*Records from a data source*
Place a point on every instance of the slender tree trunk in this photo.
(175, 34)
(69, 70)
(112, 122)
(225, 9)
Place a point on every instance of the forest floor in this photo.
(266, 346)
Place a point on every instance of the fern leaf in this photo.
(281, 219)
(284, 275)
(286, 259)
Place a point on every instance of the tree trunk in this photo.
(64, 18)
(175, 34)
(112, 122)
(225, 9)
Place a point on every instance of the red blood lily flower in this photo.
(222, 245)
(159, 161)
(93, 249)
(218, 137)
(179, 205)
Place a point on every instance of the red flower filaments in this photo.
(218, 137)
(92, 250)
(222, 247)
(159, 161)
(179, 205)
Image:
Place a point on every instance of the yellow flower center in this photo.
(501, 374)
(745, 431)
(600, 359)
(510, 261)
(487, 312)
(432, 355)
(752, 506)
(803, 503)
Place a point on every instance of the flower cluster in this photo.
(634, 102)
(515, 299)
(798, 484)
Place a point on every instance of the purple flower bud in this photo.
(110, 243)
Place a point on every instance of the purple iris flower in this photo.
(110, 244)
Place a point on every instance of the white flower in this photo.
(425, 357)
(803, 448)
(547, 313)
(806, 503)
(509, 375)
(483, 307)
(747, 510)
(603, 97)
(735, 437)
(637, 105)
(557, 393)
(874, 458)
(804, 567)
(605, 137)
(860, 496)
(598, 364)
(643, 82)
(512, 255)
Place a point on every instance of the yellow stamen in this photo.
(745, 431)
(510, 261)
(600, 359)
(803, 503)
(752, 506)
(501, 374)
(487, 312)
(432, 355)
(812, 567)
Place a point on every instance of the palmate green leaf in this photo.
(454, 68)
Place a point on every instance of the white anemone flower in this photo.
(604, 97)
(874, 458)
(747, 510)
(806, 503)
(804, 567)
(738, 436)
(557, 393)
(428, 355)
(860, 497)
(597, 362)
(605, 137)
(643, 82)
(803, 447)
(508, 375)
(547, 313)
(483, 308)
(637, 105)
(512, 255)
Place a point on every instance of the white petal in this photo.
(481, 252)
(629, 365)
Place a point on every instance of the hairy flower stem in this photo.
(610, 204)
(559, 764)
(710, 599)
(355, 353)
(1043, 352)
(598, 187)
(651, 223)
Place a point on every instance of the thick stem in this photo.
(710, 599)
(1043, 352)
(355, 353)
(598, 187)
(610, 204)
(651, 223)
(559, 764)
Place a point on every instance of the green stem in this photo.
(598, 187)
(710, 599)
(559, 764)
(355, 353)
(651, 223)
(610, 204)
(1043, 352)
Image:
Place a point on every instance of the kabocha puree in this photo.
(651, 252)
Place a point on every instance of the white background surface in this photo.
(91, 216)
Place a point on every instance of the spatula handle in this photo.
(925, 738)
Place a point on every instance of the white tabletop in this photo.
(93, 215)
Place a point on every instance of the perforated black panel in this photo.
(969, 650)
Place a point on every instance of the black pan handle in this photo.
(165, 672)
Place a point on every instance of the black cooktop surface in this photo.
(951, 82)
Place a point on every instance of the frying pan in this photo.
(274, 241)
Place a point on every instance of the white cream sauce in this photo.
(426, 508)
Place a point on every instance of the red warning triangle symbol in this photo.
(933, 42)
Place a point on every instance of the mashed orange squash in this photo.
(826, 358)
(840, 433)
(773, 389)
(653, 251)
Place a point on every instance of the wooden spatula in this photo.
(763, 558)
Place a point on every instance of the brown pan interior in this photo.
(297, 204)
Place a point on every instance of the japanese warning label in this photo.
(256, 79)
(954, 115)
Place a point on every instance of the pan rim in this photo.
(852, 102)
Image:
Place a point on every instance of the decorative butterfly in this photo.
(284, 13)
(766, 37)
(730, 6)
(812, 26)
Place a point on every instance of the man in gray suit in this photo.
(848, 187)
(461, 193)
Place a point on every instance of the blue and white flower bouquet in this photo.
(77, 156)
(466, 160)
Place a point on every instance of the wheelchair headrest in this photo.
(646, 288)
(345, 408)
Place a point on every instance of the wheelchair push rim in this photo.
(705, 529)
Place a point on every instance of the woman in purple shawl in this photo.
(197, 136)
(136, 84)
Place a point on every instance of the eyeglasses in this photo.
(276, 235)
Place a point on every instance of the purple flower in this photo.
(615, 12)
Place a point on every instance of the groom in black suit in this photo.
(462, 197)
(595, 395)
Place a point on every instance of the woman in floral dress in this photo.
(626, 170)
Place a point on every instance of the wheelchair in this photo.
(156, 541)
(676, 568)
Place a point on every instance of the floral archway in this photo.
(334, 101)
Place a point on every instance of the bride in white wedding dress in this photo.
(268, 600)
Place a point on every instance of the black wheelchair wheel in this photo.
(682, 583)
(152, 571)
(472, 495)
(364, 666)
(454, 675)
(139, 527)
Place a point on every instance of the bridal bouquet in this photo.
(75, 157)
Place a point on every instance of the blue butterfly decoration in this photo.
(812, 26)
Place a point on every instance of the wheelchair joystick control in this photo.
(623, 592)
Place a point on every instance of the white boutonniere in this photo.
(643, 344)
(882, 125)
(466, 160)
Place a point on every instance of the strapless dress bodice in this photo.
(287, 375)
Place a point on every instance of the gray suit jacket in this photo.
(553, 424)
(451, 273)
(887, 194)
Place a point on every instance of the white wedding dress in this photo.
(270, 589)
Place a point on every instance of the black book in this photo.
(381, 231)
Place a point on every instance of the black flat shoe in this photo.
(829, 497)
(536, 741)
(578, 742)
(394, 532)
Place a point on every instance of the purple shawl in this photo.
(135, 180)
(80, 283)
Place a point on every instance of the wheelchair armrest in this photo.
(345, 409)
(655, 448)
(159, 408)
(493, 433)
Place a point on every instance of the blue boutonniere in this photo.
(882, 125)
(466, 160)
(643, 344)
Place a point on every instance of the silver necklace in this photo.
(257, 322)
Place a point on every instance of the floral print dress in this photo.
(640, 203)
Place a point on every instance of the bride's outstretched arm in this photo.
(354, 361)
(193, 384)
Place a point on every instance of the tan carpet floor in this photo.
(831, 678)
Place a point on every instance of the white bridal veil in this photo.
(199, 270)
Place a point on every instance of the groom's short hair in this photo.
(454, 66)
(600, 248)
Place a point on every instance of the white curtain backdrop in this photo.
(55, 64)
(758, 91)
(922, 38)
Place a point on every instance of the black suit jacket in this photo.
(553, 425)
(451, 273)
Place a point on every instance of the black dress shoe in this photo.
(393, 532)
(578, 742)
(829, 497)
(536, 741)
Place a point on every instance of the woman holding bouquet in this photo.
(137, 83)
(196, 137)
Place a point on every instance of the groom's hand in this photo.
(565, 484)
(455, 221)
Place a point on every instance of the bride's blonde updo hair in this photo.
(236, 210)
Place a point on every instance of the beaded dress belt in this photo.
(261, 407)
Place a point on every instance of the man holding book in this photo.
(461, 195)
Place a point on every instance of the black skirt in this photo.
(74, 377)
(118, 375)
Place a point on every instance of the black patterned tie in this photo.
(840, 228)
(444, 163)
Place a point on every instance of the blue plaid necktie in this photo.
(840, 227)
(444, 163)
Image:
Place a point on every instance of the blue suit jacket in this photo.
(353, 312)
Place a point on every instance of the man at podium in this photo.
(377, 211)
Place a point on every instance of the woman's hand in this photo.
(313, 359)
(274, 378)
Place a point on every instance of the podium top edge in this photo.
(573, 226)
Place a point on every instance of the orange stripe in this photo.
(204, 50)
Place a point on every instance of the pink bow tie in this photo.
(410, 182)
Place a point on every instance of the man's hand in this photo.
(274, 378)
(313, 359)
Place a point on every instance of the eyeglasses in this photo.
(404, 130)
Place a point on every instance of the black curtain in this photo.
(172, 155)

*REQUIREMENT*
Write out all of the material again, substituting "each instance" for "every instance" wherever it occurs and leaving everything else unchanged.

*EXERCISE OUTPUT*
Place a point on each instance of the slender tree trunk in this photo.
(175, 34)
(69, 70)
(112, 122)
(225, 9)
Place a point on each instance of the forest floor in this photo.
(266, 346)
Place a point on each instance of the fern leaf in this photo.
(281, 219)
(284, 275)
(286, 259)
Place a point on each instance of the tree trunk in this photo.
(64, 18)
(175, 34)
(112, 122)
(225, 9)
Place a point on each instance of the red blood lily flower in this photo.
(222, 245)
(159, 161)
(93, 249)
(218, 137)
(179, 205)
Place a point on each instance of the red flower filaments in this photo.
(218, 137)
(92, 250)
(222, 247)
(159, 161)
(179, 205)
Image:
Place a point on each instance of the yellow flower center in this photo.
(501, 374)
(745, 431)
(600, 359)
(510, 261)
(487, 312)
(432, 355)
(752, 506)
(803, 503)
Place a point on each instance of the flower cluster in this photo.
(634, 102)
(515, 299)
(798, 484)
Place a point on each instance of the purple flower bud in this photo.
(110, 243)
Place a point on each instance of the purple iris flower in this photo.
(110, 244)
Place a point on each instance of the white flower in this photo.
(425, 357)
(803, 448)
(547, 313)
(806, 503)
(509, 375)
(483, 307)
(747, 510)
(603, 97)
(735, 437)
(637, 105)
(557, 393)
(874, 458)
(804, 567)
(605, 137)
(860, 496)
(598, 364)
(643, 82)
(512, 255)
Place a point on each instance of the yellow stamen in this photo.
(745, 431)
(510, 261)
(600, 359)
(803, 503)
(752, 506)
(501, 374)
(487, 312)
(432, 355)
(812, 567)
Place a point on each instance of the palmate green leaf in this photo.
(454, 68)
Place a point on each instance of the white anemone flower in this photo.
(604, 97)
(874, 458)
(747, 510)
(806, 503)
(804, 567)
(738, 436)
(557, 393)
(428, 355)
(860, 497)
(597, 362)
(605, 137)
(643, 82)
(803, 447)
(508, 375)
(547, 313)
(483, 308)
(637, 105)
(512, 255)
Place a point on each instance of the white petal in this photo.
(481, 252)
(629, 365)
Place a point on each instance of the hairy flower stem in this photo.
(610, 204)
(559, 764)
(710, 599)
(355, 353)
(1043, 352)
(598, 187)
(651, 223)
Place a point on each instance of the thick stem in this photo.
(710, 599)
(1043, 352)
(355, 353)
(598, 187)
(610, 204)
(651, 223)
(559, 764)
Place a point on each instance of the green stem in this photo.
(598, 187)
(710, 599)
(559, 764)
(355, 353)
(651, 223)
(610, 204)
(1043, 352)
Image:
Place a point on each instance of the kabocha puree in this photo.
(651, 252)
Place a point on each instance of the white background surface in this photo.
(91, 216)
Place a point on each instance of the spatula handle in this photo.
(925, 738)
Place a point on each instance of the white tabletop in this photo.
(93, 215)
Place a point on each instance of the perforated black panel in this photo.
(969, 650)
Place a point on each instance of the black pan handle in this photo.
(165, 672)
Place a point on each instance of the black cooktop surface in this photo.
(951, 82)
Place a point on each instance of the frying pan in this photo.
(274, 241)
Place a point on each instance of the white cream sauce in this photo.
(426, 508)
Place a point on each instance of the red warning triangle symbol in this photo.
(933, 42)
Place a point on each instance of the mashed orange squash in this photo.
(826, 358)
(840, 433)
(773, 389)
(653, 251)
Place a point on each instance of the wooden spatula in this photo.
(763, 558)
Place a point on each instance of the brown pan interior in this photo.
(297, 204)
Place a point on each instance of the japanese warning label in this photo.
(256, 79)
(954, 115)
Place a point on each instance of the pan rim in this photo.
(852, 102)
Image:
Place a point on each instance of the decorative butterfly in this photo.
(284, 13)
(766, 37)
(730, 6)
(812, 26)
Place a point on each instance of the man in gray suit in this photo.
(848, 187)
(461, 193)
Place a point on each instance of the blue and white flower bouquet in this photo.
(77, 156)
(466, 160)
Place a point on each instance of the wheelchair headrest in this photo.
(646, 288)
(345, 408)
Place a point on each instance of the wheelchair push rim in this photo.
(705, 529)
Place a point on each instance of the woman in purple shawl in this photo.
(197, 136)
(136, 84)
Place a point on each instance of the eyeglasses in this photo.
(276, 235)
Place a point on each instance of the purple flower in this photo.
(615, 12)
Place a point on each instance of the groom in black suit in this photo.
(462, 197)
(595, 395)
Place a point on each instance of the woman in floral dress in this photo.
(626, 170)
Place a point on each instance of the wheelchair in this photo.
(156, 541)
(676, 568)
Place a point on each instance of the floral archway in this photo.
(334, 101)
Place a point on each instance of the bride in white wedding dress in this photo.
(268, 600)
Place a point on each instance of the black wheelchair wheel in this photo.
(682, 583)
(152, 571)
(472, 495)
(364, 666)
(454, 675)
(139, 527)
Place a point on each instance of the bridal bouquet in this photo.
(75, 157)
Place a point on each instance of the blue butterfly decoration in this photo.
(812, 26)
Place a point on each instance of the wheelchair joystick control in this photo.
(623, 592)
Place a point on each instance of the white boutonniere in this photo.
(643, 344)
(882, 125)
(466, 160)
Place a point on each instance of the strapless dress bodice in this photo.
(287, 375)
Place a point on each instance of the gray suit jacket in this photo.
(553, 424)
(451, 273)
(887, 194)
Place a point on each instance of the white wedding dress in this photo.
(270, 589)
Place a point on each instance of the black book in this photo.
(381, 231)
Place a point on each instance of the black flat shoe in this photo.
(829, 497)
(536, 741)
(578, 742)
(394, 532)
Place a point on each instance of the purple shawl in this photo.
(135, 180)
(80, 283)
Place a point on each instance of the wheelchair armrest in this photo.
(345, 409)
(655, 448)
(159, 408)
(493, 433)
Place a point on each instance of the blue boutonniere in this photo.
(882, 125)
(466, 160)
(643, 344)
Place a point on each instance of the silver necklace in this photo.
(257, 322)
Place a point on each instance of the floral print dress in this photo.
(640, 203)
Place a point on each instance of the bride's outstretched arm in this photo.
(354, 361)
(193, 384)
Place a point on each instance of the tan carpet floor in this photo.
(831, 678)
Place a point on each instance of the white bridal veil in this photo.
(199, 270)
Place a point on each instance of the groom's short hair in this photo.
(454, 66)
(600, 248)
Place a point on each instance of the white curtain backdrop in this photo.
(55, 64)
(758, 91)
(922, 38)
Place a point on each instance of the black suit jacket in this photo.
(553, 425)
(451, 273)
Place a point on each instance of the black dress shoe in this photo.
(393, 532)
(578, 742)
(829, 497)
(536, 741)
Place a point on each instance of the woman holding bouquet in this photo.
(137, 83)
(196, 137)
Place a point on each instance of the groom's hand in this photo.
(565, 484)
(455, 221)
Place a point on each instance of the bride's blonde updo hair in this photo.
(236, 210)
Place a point on each instance of the beaded dress belt in this photo.
(261, 407)
Place a point on each instance of the man holding book in this photo.
(461, 195)
Place a point on each instance of the black skirt in this photo.
(74, 377)
(118, 375)
Place a point on each instance of the black patterned tie in this photo.
(840, 228)
(444, 163)
Place a point on each instance of the blue plaid necktie in this photo.
(840, 227)
(444, 163)
Image:
Place a point on each instance of the blue suit jacket in this photo.
(353, 312)
Place a point on each instance of the man at podium in this photo.
(377, 211)
Place a point on each instance of the woman's hand in this photo.
(313, 359)
(274, 378)
Place a point on each instance of the podium top edge in this photo.
(573, 226)
Place a point on each instance of the orange stripe in this photo.
(204, 50)
Place a point on each instance of the pink bow tie in this photo.
(410, 182)
Place a point on each instance of the man's hand in this photo.
(274, 378)
(313, 359)
Place a point on each instance of the eyeglasses in this photo.
(404, 130)
Place a point on each instance of the black curtain in this photo.
(172, 155)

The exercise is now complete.